Kylie Klapp spent two years sending out 150 job applications before finally landing a position—though not the kind she originally wanted. The 24-year-old now works for a fully remote company where her colleagues exist as names in Slack channels and email signatures, never meeting around a water cooler because there isn't one.
Days pass without hearing a coworker's voice. Interactions are transactional: tasks assigned, deliverables submitted. "You give me a task, I give you an output," she explains.
Beneath the surface, Klapp worries about her career trajectory. "The job market is so bad right now. I need to network," she says. But remote work, ironically, has isolated her socially and professionally.
The Hidden Cost of Remote Work
Six years after the pandemic sent students home from school, Generation Z remains largely unfamiliar with traditional office life. Despite high-profile return-to-office mandates from executives like Jamie Dimon and Andy Jassy, remote work persists—and new research suggests it's creating a crisis for young workers.
A recent study from the London School of Economics analyzed over 400 million job postings across several countries and found that entry-level hiring has plummeted more than 14% since 2019. Companies that remained remote after the pandemic were significantly more likely to reduce junior hiring.
The reasoning is economic: Hiring entry-level workers is an investment in future skills, and the return depends on how quickly they learn. Remote work slows that learning curve, making young talent less attractive compared to experienced workers who can hit the ground running.
"It becomes this silent tax on senior time," says startup founder Jason Crawford, who notes that training junior employees remotely is far more expensive and time-consuming than in-person mentorship.
The Mentorship Gap
The implications extend beyond individual careers. "A persistent contraction of this kind hollows out the pipeline of future experienced workers, causing declines in aggregate productivity as well as imposing cohort-specific scarring," the LSE researchers warn.
Young workers themselves feel the gap. Software developer Darby Vernon previously worked at a remote-friendly company where only a handful of young, single employees bothered coming into the office. The convenience was undeniable—"You can roll out of bed five minutes before your morning meeting"—but the isolation was crushing.
As an introvert, Vernon would sometimes realize she'd gone an entire week without speaking to anyone except a restaurant server. Now a month into an in-person role, she sympathizes with peers still working from home.
"Sending someone a Slack message admitting 'I don't know what I'm doing' is harder than leaning over at lunch," she observes.

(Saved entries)
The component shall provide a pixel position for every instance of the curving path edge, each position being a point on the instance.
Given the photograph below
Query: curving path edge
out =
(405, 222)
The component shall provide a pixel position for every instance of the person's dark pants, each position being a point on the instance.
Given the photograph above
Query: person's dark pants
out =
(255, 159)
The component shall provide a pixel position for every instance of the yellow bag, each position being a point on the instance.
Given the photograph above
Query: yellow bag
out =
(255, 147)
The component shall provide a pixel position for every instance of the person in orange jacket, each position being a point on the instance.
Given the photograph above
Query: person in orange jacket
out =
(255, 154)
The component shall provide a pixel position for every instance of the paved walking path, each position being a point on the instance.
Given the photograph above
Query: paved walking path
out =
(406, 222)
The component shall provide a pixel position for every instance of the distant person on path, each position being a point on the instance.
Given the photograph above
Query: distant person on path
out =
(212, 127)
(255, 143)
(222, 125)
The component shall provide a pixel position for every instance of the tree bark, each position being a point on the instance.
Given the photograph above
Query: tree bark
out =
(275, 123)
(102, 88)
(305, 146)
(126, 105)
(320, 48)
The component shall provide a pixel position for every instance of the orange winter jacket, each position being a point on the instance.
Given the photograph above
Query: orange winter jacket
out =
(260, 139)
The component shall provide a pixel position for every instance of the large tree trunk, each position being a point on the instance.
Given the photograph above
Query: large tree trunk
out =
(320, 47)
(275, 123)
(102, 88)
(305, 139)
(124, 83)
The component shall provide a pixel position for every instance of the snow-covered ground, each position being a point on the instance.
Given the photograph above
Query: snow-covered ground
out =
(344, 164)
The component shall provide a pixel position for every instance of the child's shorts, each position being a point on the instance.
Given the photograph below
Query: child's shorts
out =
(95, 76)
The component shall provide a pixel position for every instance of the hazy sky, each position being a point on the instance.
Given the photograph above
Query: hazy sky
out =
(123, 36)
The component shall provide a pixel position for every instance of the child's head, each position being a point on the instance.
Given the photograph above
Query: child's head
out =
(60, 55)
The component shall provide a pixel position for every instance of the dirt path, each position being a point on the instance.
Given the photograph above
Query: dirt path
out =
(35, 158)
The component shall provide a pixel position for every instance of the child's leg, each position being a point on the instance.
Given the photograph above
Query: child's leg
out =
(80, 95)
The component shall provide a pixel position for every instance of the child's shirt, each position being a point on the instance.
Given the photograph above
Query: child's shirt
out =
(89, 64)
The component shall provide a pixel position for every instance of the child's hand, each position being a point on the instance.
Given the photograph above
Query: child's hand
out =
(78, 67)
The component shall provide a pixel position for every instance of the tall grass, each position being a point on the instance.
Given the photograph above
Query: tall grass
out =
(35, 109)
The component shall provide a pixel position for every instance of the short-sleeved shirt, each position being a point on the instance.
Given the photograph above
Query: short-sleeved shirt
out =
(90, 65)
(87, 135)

### What the exercise asks
Transcribe the part of the remote work article that starts at "Kylie Klapp spent" and ends at "socially and professionally.". This material has no connection to the remote work article.

### Answer to this exercise
Kylie Klapp spent two years sending out 150 job applications before finally landing a position—though not the kind she originally wanted. The 24-year-old now works for a fully remote company where her colleagues exist as names in Slack channels and email signatures, never meeting around a water cooler because there isn't one.
Days pass without hearing a coworker's voice. Interactions are transactional: tasks assigned, deliverables submitted. "You give me a task, I give you an output," she explains.
Beneath the surface, Klapp worries about her career trajectory. "The job market is so bad right now. I need to network," she says. But remote work, ironically, has isolated her socially and professionally.